_Dataset_
◆ ◆ ◆ ◆ ◆ ◆ ◆

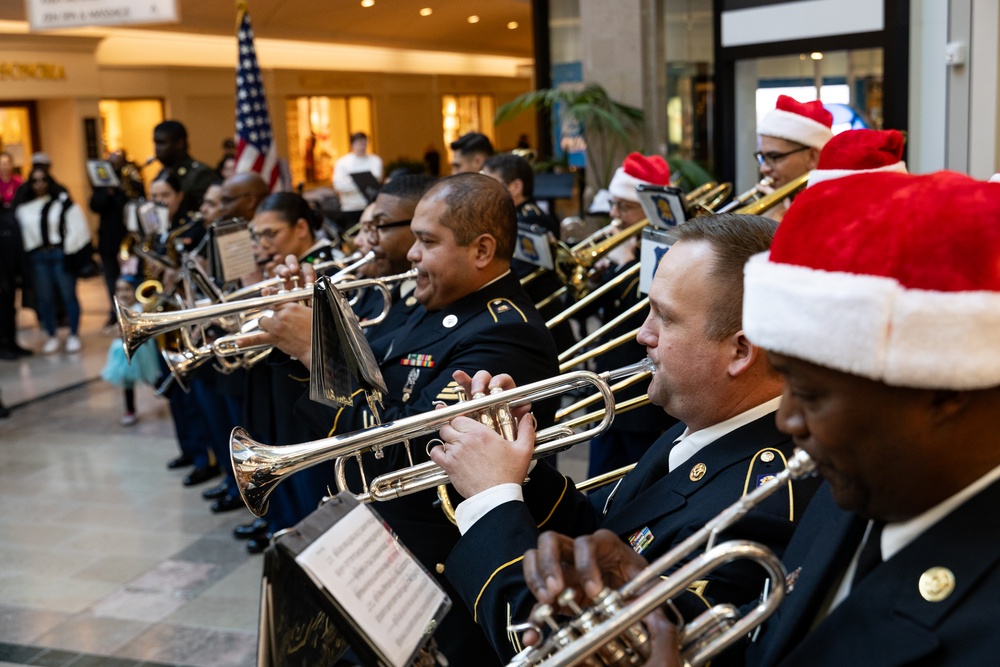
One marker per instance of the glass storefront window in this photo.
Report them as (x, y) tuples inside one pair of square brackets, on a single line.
[(319, 131), (15, 135), (127, 125), (462, 114)]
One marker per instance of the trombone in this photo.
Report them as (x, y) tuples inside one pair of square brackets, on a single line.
[(137, 328), (611, 632), (258, 468)]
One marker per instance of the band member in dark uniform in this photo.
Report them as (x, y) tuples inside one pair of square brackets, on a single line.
[(708, 375), (892, 386)]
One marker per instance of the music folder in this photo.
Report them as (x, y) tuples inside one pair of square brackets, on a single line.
[(367, 184), (340, 579)]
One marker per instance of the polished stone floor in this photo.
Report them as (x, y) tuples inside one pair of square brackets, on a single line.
[(105, 558)]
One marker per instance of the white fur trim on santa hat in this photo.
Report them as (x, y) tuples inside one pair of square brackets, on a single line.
[(794, 127), (820, 175), (873, 327), (623, 186)]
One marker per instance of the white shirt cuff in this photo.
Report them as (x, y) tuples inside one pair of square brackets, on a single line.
[(472, 510)]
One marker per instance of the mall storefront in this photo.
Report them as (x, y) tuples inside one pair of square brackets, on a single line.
[(79, 97)]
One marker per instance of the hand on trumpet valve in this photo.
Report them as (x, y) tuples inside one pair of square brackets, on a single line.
[(765, 187), (483, 383), (293, 274), (567, 575), (289, 328), (478, 458)]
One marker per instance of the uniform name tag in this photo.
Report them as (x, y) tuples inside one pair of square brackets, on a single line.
[(640, 540)]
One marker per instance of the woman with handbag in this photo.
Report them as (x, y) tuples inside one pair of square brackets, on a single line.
[(54, 231)]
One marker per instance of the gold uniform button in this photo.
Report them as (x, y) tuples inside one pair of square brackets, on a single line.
[(936, 584)]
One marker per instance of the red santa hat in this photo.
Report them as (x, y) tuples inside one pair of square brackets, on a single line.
[(860, 152), (635, 170), (888, 276), (806, 123)]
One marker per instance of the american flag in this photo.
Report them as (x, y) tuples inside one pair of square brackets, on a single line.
[(255, 150)]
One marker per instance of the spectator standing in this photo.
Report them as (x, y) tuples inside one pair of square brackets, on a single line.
[(10, 180), (109, 204), (53, 227), (11, 261)]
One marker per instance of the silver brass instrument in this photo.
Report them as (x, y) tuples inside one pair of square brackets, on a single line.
[(344, 268), (251, 338), (258, 468), (611, 631), (751, 195), (137, 328)]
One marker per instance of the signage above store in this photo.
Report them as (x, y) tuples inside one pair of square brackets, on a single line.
[(54, 14), (16, 71)]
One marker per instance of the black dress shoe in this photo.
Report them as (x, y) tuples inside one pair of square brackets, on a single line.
[(227, 503), (181, 461), (199, 475), (256, 528), (215, 492), (259, 544)]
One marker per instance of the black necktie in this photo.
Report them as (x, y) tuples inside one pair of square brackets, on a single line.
[(871, 553)]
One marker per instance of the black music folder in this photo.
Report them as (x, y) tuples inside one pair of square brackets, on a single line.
[(367, 184)]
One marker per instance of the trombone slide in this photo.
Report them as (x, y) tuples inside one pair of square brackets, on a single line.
[(258, 467)]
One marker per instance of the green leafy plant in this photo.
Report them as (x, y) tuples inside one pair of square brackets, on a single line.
[(610, 128)]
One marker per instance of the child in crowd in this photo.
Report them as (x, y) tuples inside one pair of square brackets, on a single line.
[(145, 365)]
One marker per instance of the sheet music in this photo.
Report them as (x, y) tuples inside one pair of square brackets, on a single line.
[(235, 253), (382, 587)]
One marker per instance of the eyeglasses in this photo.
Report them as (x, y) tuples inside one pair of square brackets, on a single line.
[(772, 159), (226, 201), (373, 229), (265, 234), (625, 206)]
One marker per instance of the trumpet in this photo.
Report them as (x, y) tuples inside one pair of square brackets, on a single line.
[(137, 328), (611, 631), (751, 195), (252, 339), (258, 468)]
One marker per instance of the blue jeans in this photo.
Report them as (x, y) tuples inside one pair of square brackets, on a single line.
[(50, 277)]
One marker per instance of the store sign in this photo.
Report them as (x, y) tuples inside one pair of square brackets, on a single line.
[(53, 14), (16, 71)]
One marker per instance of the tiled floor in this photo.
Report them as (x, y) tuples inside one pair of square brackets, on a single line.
[(105, 558)]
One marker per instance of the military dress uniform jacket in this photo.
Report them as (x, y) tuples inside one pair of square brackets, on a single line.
[(496, 329), (650, 509), (195, 178), (886, 620)]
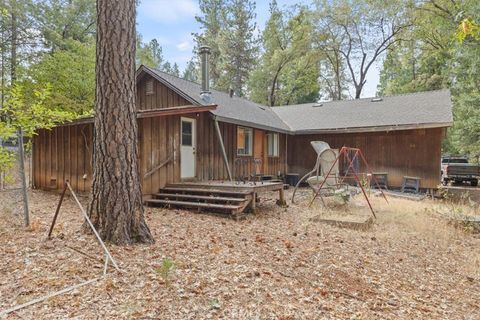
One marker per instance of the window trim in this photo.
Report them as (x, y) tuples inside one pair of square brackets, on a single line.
[(250, 149), (277, 140), (147, 84)]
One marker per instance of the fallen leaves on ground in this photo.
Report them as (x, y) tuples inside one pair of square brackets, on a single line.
[(276, 264)]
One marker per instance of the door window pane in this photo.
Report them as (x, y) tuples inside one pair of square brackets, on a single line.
[(186, 133), (273, 144), (244, 141)]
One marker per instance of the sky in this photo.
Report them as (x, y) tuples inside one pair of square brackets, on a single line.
[(172, 23)]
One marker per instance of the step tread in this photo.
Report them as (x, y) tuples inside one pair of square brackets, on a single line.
[(196, 196), (195, 204), (201, 190)]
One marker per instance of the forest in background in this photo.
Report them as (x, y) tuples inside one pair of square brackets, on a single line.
[(304, 53)]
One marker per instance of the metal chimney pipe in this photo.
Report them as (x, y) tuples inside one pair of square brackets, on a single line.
[(204, 55)]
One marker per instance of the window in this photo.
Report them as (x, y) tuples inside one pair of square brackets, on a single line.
[(187, 133), (149, 87), (244, 141), (273, 145)]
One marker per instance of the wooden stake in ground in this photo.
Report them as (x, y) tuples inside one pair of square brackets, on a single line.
[(21, 162), (116, 208)]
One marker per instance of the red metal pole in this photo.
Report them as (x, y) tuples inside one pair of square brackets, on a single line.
[(57, 211), (361, 187), (325, 180)]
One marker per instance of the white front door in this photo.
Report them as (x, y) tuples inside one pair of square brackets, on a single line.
[(188, 147)]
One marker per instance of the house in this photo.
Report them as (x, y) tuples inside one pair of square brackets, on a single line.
[(400, 135), (189, 132)]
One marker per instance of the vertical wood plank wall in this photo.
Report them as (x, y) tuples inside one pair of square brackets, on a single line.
[(61, 154), (162, 96), (400, 153), (65, 153)]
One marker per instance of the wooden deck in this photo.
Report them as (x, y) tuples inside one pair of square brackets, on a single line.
[(215, 196)]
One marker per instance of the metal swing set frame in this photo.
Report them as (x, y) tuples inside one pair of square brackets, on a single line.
[(346, 152)]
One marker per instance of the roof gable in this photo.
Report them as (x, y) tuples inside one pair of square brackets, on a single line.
[(407, 111), (400, 112), (229, 109)]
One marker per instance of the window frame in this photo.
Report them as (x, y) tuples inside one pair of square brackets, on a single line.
[(249, 152), (275, 138), (149, 83)]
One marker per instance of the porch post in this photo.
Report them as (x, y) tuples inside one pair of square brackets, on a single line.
[(222, 146)]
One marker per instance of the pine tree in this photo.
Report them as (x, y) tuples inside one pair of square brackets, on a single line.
[(239, 46), (212, 22), (191, 72), (116, 207), (288, 69)]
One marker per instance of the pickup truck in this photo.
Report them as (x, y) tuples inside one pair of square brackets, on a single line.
[(457, 169)]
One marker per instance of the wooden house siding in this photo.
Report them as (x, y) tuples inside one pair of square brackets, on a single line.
[(61, 154), (65, 153), (400, 153), (161, 97)]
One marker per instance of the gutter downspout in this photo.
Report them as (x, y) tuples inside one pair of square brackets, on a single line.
[(222, 146)]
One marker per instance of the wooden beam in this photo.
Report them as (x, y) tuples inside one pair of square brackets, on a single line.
[(222, 146)]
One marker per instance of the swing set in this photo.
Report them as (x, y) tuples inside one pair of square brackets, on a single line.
[(352, 159)]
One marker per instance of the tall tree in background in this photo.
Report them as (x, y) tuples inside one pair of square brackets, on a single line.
[(288, 68), (191, 72), (149, 54), (116, 207), (333, 78), (365, 30), (212, 22), (239, 46), (61, 21)]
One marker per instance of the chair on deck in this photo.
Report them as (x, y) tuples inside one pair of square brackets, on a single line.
[(325, 174), (247, 169)]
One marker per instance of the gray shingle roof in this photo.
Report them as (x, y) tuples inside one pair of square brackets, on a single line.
[(416, 110), (407, 111), (234, 110)]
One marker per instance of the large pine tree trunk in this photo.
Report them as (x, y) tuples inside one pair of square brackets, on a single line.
[(116, 207)]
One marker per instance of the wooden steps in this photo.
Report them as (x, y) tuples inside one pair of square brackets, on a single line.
[(199, 197), (233, 202)]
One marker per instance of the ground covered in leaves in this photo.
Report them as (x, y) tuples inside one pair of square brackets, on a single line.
[(276, 264)]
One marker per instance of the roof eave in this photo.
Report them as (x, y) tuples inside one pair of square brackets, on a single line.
[(250, 124), (375, 128)]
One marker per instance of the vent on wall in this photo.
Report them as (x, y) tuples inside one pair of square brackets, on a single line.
[(149, 87)]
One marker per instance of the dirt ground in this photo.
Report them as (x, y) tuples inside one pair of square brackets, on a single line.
[(276, 264)]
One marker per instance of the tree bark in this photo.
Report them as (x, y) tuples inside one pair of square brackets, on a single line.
[(116, 208)]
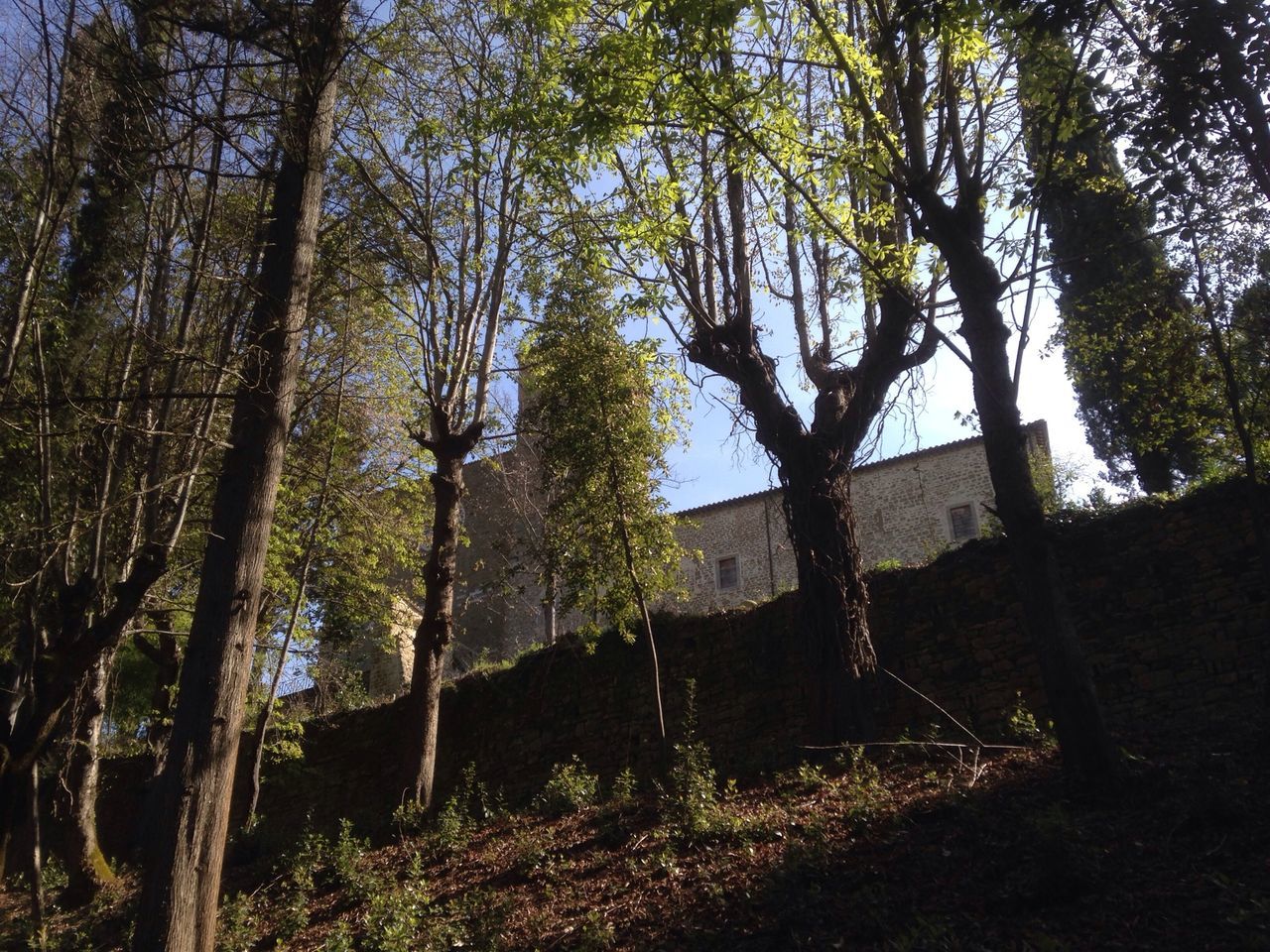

◆ ◆ ◆ ◆ ◆ ◆ ◆

_What you will do_
Scan the entries above and return each line that holds "frame".

_Response below_
One marker per instance of the metal swing set frame in this photo.
One marker per instance of the window frame in this photo.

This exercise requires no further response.